Leave out the pictures and copy the remaining records exactly.

⟨

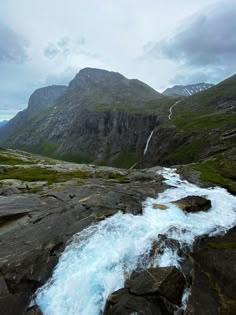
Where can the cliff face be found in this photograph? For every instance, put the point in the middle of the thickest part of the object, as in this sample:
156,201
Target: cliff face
79,123
45,97
104,118
186,90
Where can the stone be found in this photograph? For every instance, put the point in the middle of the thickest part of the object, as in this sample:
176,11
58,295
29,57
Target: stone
214,269
193,204
155,291
168,282
159,206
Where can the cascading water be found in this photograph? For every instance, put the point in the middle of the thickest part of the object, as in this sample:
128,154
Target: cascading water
98,259
147,143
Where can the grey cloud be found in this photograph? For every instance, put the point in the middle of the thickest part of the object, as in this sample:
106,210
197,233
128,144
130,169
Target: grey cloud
204,48
13,47
64,46
209,40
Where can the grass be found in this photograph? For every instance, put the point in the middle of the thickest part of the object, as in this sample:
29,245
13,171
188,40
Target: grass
160,106
124,160
9,160
186,153
34,174
189,121
219,172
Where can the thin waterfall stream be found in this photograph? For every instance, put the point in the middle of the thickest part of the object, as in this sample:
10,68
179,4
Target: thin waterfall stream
147,143
98,259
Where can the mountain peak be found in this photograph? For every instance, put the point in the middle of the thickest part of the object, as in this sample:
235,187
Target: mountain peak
187,90
88,76
45,96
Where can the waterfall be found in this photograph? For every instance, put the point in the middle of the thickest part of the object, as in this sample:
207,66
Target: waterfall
147,143
171,108
99,258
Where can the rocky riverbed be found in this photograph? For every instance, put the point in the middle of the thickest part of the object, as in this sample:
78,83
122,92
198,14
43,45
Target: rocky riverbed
38,218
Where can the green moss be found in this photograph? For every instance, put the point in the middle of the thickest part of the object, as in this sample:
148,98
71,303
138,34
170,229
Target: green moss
160,106
118,177
77,157
184,153
215,171
190,121
9,160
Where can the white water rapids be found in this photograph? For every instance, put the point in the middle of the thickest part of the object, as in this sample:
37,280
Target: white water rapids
98,259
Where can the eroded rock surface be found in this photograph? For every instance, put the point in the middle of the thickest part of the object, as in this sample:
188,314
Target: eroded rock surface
35,228
193,204
151,292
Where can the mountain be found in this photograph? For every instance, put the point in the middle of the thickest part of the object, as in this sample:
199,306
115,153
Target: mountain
186,90
3,122
105,118
88,122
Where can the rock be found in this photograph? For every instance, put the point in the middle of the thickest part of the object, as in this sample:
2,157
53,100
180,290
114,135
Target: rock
34,310
125,303
153,291
35,228
193,204
214,270
159,206
166,281
3,287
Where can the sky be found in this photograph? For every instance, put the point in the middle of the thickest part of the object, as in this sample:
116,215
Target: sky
162,43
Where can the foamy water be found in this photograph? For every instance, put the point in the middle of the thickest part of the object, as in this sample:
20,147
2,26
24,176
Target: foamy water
98,259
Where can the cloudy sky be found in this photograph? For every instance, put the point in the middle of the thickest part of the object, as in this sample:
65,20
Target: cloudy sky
160,42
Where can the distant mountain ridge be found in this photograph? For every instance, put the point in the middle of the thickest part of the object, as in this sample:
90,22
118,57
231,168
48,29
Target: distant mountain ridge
104,118
187,90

⟩

▶ EXERCISE RESULT
Where can the cliff face be found in this photograph? For every instance, put the point in the middle of the thickest part of the object, as in this sample:
156,201
Target: cliff face
79,123
45,97
104,118
186,90
Where can the stone be found in this photograph? For every instance, put the point in the middle of the thickest part of the object, as in this sample:
176,11
58,295
29,57
Target: stone
214,269
193,204
155,291
168,282
159,206
Where can the cascading water be found in this photograph? For every instance, put the point in the middle of the thickest part of the object, as in this sample:
128,154
Target: cascading water
98,259
147,143
Where can the grey cloud be found in this photograph? For every instance, put the point in the middle of the thickest part of the object, as in this sample:
106,210
197,233
128,144
130,169
Target: grey cloud
204,48
13,47
64,46
209,40
Where can the grass be found in this photograph? For every instance, put the point in the middle of the thickest part of the object, as in this sample:
29,245
13,171
188,40
Target: grass
160,106
124,160
9,160
186,153
34,174
189,121
219,172
Where can the thin waterfall stream be found in this photograph? For every instance, put the point in the middle of the thickest part of the object, as in this sample:
10,68
179,4
Target: thin waterfall stream
147,143
98,259
Where can the mountain peak be found in this photograph? For every instance, put the point in the middle of the thickest part of the object, as in this sample:
235,187
Target: mountain peak
187,90
88,76
45,96
Where can the waterfall be found in this photograph? For every instance, put the point in the middle of the thickest part of the object, as in this sample:
207,66
Target: waterfall
147,143
171,108
99,258
Where can the rocky riverbed be found in this photograph? For every instance, put the point in the middle of the thickest part of the object, as in this sample:
78,83
122,92
198,14
43,45
Target: rocky riverbed
38,218
Where can the green moss be found in this photograph? For every instance, put the point in the middle of the thickest part of the object, as in this sample:
148,98
71,303
138,34
170,229
Target: green moss
160,106
118,177
77,157
184,153
215,171
190,121
9,160
Where can the white water rapids be found in this photograph? For every instance, put the point in the middle of the thickest part of the object, as in this sample:
37,280
Target: white water rapids
98,259
Where can the eroded rock surface be found in this photograph? For every instance, put the point in the middle of the thickest part of the object, as in this sample:
188,314
Target: eroded rock surface
35,228
193,204
151,292
Where can the mountain be found in this photograph? For every instance, put the point in the middle of the thickest part of the object, as in this sample:
199,306
115,153
Target: mountain
186,90
3,122
105,118
88,122
Where can the rock be found in this photograph? For every instance, put the point in the middle of the thickest part of the object, as in this sample:
2,157
53,100
180,290
114,135
Target: rock
34,310
125,303
153,291
35,228
193,204
214,270
159,206
166,281
3,287
Where can the sky be found in this photograph? For every instance, put the point in the middle of the thickest part of the object, as in this sample:
116,215
Target: sky
162,43
Where can the foamy water be found in this photograph? For every instance, put the point in the middle of the thickest part of the object, as in this sample:
20,147
2,26
24,176
Target: foamy water
98,259
Where can the cloudy sky be found in this photograph? For every instance, put the point in the middle of the thickest part of the object, as in this sample:
65,20
Target: cloudy sky
160,42
Where can the distant mountain ridge be found in this photograph? For every instance, put the point in the middle of the thickest part of the object, as in this sample:
90,22
118,57
231,168
48,29
Target: distant mountain ridge
104,118
187,90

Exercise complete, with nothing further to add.